Do this: In the data below, copy out verbatim the part that opens with the line containing "draw the outline of blue" and closes at the end of the data.

Object outline annotations
** BEGIN **

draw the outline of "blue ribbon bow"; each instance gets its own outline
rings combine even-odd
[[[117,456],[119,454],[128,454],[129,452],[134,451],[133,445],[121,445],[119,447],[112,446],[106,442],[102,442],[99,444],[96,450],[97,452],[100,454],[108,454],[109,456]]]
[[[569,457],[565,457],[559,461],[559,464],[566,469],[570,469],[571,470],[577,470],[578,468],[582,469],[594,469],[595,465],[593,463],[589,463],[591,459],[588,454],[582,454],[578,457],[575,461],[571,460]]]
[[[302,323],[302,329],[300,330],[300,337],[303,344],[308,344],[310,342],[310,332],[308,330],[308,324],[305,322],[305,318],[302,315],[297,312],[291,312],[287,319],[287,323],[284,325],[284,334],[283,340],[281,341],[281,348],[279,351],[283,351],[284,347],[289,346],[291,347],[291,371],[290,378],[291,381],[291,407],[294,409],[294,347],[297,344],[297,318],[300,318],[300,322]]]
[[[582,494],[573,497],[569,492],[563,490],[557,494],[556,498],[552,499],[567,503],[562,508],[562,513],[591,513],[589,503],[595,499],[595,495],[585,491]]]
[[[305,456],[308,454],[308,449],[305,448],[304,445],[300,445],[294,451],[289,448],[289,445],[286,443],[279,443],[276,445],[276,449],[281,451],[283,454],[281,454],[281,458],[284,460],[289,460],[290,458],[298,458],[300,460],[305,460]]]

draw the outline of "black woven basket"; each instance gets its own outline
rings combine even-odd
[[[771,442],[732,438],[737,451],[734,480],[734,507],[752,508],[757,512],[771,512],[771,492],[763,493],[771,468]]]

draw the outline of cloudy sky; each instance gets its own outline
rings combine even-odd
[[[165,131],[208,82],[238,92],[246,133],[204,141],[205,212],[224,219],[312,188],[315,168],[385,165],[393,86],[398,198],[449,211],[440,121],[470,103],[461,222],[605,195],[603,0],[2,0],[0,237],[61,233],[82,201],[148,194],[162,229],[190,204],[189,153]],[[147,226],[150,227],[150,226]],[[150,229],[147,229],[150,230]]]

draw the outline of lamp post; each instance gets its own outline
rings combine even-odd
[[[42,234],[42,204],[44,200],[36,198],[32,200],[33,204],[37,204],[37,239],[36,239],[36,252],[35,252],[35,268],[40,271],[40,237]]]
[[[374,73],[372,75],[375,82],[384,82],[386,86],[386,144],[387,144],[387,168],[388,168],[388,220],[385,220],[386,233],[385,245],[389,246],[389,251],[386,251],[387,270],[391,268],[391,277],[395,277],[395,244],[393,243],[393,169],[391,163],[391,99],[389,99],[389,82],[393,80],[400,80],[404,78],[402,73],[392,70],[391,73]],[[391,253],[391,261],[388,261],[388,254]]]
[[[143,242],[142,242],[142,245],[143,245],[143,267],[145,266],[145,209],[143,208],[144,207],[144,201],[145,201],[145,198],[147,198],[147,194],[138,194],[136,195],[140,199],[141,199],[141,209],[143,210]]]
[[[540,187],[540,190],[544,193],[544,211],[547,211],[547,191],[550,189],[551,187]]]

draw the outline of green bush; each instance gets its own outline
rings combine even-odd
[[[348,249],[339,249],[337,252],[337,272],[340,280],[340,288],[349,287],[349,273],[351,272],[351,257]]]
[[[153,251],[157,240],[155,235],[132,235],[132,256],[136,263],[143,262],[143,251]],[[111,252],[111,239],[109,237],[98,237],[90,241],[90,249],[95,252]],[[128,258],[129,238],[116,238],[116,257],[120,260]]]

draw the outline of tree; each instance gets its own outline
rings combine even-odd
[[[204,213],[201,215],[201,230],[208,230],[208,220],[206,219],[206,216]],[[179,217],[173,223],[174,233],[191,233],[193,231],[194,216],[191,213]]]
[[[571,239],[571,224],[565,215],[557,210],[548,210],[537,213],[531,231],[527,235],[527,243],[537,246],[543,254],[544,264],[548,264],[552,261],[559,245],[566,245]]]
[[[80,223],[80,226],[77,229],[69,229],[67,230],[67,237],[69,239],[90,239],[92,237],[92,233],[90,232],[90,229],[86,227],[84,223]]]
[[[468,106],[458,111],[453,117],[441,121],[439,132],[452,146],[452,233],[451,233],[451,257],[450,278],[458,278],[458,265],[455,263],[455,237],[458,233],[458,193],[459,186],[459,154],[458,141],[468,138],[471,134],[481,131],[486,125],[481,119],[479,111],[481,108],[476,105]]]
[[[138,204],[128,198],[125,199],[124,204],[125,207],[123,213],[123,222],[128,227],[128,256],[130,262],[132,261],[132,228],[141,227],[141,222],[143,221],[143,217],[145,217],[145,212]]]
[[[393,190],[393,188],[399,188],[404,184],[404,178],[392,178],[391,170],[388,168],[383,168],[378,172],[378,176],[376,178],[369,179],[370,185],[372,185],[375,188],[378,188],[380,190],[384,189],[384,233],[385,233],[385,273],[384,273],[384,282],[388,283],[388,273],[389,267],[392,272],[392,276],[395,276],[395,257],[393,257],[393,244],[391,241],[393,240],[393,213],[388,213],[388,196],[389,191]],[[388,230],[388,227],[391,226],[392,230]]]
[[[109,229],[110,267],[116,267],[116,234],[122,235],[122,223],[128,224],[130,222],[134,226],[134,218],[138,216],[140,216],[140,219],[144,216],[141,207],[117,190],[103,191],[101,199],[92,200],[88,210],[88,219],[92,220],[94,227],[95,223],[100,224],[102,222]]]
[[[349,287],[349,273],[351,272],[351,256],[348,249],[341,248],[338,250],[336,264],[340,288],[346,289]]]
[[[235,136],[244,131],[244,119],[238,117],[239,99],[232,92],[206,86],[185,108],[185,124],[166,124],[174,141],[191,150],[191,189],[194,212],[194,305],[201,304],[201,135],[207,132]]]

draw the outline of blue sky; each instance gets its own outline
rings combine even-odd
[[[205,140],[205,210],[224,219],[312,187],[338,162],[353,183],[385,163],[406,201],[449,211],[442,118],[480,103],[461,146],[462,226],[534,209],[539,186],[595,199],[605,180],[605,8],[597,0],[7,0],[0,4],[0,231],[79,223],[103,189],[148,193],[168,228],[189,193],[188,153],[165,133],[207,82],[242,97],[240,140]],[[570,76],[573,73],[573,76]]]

** END **

Result:
draw the outline of blue sky; each instance gets its own outline
rings combine even-odd
[[[205,140],[205,210],[224,219],[312,187],[338,162],[353,183],[385,163],[406,201],[449,211],[442,118],[480,103],[461,146],[462,226],[534,209],[539,186],[595,199],[605,180],[605,8],[597,0],[7,0],[0,4],[0,231],[79,223],[103,189],[148,193],[168,228],[189,193],[188,153],[165,133],[207,82],[242,97],[240,140]],[[570,76],[573,73],[573,76]]]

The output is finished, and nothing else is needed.